_Exercise brief_
The entries below contain pictures. Retype everything except those pictures, exactly as given.

_Records provided_
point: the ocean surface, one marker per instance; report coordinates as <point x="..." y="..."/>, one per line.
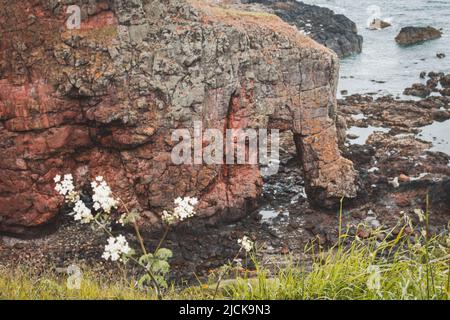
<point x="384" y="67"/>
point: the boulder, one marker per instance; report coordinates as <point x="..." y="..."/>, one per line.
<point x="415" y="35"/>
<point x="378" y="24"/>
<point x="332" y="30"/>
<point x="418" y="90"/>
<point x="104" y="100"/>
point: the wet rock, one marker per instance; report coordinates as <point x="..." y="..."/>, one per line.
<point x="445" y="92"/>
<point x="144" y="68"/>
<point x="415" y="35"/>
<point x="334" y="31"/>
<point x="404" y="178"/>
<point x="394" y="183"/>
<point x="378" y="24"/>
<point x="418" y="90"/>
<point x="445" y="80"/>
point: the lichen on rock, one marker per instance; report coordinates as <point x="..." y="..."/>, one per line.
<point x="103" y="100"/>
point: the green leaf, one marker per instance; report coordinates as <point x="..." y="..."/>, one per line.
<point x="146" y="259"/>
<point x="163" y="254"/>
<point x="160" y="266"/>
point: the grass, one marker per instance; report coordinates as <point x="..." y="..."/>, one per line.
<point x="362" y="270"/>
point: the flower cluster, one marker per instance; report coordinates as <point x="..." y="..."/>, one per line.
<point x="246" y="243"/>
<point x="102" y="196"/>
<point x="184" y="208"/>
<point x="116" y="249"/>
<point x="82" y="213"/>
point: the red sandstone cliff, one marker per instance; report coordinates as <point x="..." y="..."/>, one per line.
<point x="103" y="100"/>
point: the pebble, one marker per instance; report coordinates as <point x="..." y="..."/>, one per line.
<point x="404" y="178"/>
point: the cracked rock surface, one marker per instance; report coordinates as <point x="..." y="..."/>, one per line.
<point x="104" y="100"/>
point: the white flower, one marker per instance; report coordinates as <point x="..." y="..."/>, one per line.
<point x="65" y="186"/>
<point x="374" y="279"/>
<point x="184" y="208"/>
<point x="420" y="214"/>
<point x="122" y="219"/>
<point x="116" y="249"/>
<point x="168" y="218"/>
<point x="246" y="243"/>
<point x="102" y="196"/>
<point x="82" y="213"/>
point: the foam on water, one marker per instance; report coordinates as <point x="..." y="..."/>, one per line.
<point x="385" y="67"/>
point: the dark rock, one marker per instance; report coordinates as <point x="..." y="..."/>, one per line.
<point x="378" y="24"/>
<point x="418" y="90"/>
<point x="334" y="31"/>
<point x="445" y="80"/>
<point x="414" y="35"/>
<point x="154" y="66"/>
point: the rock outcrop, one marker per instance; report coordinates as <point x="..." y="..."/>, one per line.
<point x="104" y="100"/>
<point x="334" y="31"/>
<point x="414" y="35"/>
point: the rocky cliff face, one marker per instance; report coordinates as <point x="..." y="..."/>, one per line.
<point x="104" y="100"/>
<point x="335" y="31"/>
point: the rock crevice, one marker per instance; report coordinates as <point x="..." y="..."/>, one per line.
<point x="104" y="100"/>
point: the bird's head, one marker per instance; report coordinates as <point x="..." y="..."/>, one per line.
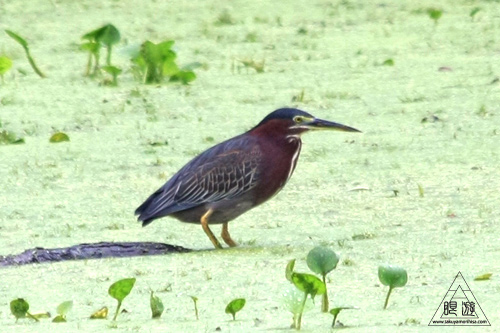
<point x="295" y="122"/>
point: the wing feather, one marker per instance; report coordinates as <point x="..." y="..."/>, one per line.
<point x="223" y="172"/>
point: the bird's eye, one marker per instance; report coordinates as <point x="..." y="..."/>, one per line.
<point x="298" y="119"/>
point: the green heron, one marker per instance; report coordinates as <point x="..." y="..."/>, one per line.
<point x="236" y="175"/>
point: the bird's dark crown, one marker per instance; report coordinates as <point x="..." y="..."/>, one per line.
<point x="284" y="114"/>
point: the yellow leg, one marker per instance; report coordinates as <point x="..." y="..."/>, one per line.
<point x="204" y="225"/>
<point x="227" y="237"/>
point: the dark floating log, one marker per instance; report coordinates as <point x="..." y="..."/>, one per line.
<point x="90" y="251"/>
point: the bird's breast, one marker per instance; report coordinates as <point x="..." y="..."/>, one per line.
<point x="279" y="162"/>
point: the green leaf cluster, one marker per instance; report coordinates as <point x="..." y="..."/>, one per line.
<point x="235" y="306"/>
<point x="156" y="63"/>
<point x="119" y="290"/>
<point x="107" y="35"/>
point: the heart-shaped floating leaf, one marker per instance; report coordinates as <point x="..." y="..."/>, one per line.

_Full response_
point: the ocean surface, one marker per instance; report coordinates as <point x="..." y="..."/>, one per line.
<point x="384" y="67"/>
point: the boulder, one marker per instance; report coordinates as <point x="..." y="..."/>, one per line.
<point x="415" y="35"/>
<point x="378" y="24"/>
<point x="332" y="30"/>
<point x="418" y="90"/>
<point x="104" y="100"/>
point: the wet rock, one marker per instance; report coordinates as <point x="..." y="..."/>, one per line.
<point x="445" y="92"/>
<point x="144" y="68"/>
<point x="415" y="35"/>
<point x="334" y="31"/>
<point x="404" y="178"/>
<point x="394" y="183"/>
<point x="378" y="24"/>
<point x="418" y="90"/>
<point x="445" y="80"/>
point: the lichen on rock, one marker per instance; report coordinates as <point x="..." y="..."/>, one per line.
<point x="103" y="100"/>
point: the green leaf, one marker per instance; report coordinates as <point x="..." y="..."/>, one per line.
<point x="146" y="259"/>
<point x="163" y="254"/>
<point x="160" y="266"/>
point: the grass, one marker per instance; report coordinates as <point x="..." y="..."/>, one per line.
<point x="362" y="270"/>
point: the flower cluster, one marker per instance; report coordinates as <point x="..." y="..."/>, one per line.
<point x="246" y="243"/>
<point x="102" y="196"/>
<point x="184" y="208"/>
<point x="116" y="249"/>
<point x="82" y="213"/>
point: the red sandstone cliff, one marker per instance; report coordinates as <point x="..." y="..."/>, one per line.
<point x="103" y="100"/>
point: the pebble, one marker per instance; report coordinates as <point x="..." y="..."/>, one per line.
<point x="404" y="178"/>
point: the cracked rock surface, one marker per instance; report coordinates as <point x="..." y="..."/>, one per line.
<point x="104" y="100"/>
point: the white flower, one marker per instance; report coordinates as <point x="..." y="..."/>, one per line.
<point x="65" y="186"/>
<point x="374" y="279"/>
<point x="184" y="208"/>
<point x="420" y="214"/>
<point x="122" y="219"/>
<point x="116" y="249"/>
<point x="168" y="218"/>
<point x="246" y="243"/>
<point x="102" y="196"/>
<point x="82" y="213"/>
point: the foam on water, one marker per instance; report coordinates as <point x="..." y="..."/>, one per line.
<point x="385" y="67"/>
point: the dark rock, one marker per instance; report coordinates as <point x="..." y="..."/>, one per line.
<point x="378" y="24"/>
<point x="418" y="90"/>
<point x="334" y="31"/>
<point x="445" y="80"/>
<point x="414" y="35"/>
<point x="154" y="66"/>
point: the rock outcrop, one marker per instance; report coordinates as <point x="..." y="..."/>, one per line.
<point x="104" y="100"/>
<point x="334" y="31"/>
<point x="414" y="35"/>
point: the rocky cliff face, one marker per instance; report coordinates as <point x="..." y="..."/>, one per line.
<point x="104" y="100"/>
<point x="335" y="31"/>
point: the rock crevice, one marker per instance; report coordinates as <point x="..." y="..."/>, one per line.
<point x="104" y="100"/>
point: the bird's head, one marker per instance; report coordinates as <point x="..." y="..."/>, one per line.
<point x="295" y="122"/>
point: the wing feather, one marker per instance; report coordinates as <point x="..." y="..."/>, one per line.
<point x="223" y="172"/>
point: the bird's eye, one marker per instance; report coordinates as <point x="..." y="..."/>, one per line.
<point x="298" y="119"/>
point: the green heron, one marker per instance; report coordinates as <point x="..." y="..."/>, one per line.
<point x="236" y="175"/>
point: the bird's dark crown, one marker per instance; report coordinates as <point x="..." y="..."/>, one per line.
<point x="284" y="114"/>
point: the yellow leg, one marker per instance; report coordinates as <point x="..." y="..."/>, one per line.
<point x="204" y="225"/>
<point x="227" y="237"/>
point: the dark floating log, one marker per instance; report coordinates as <point x="..." y="..."/>, one per line.
<point x="90" y="251"/>
point: the bird's breast, one marker per instance; report coordinates as <point x="..." y="..."/>, one per line.
<point x="279" y="162"/>
point: the green leaf cluster, one marker per instance; report coordinates as <point x="..." y="..."/>, one per line.
<point x="235" y="306"/>
<point x="156" y="63"/>
<point x="119" y="290"/>
<point x="107" y="35"/>
point: the heart-shaped floating leaf, one marker per instance; report coordinates as <point x="..." y="..."/>, one per line.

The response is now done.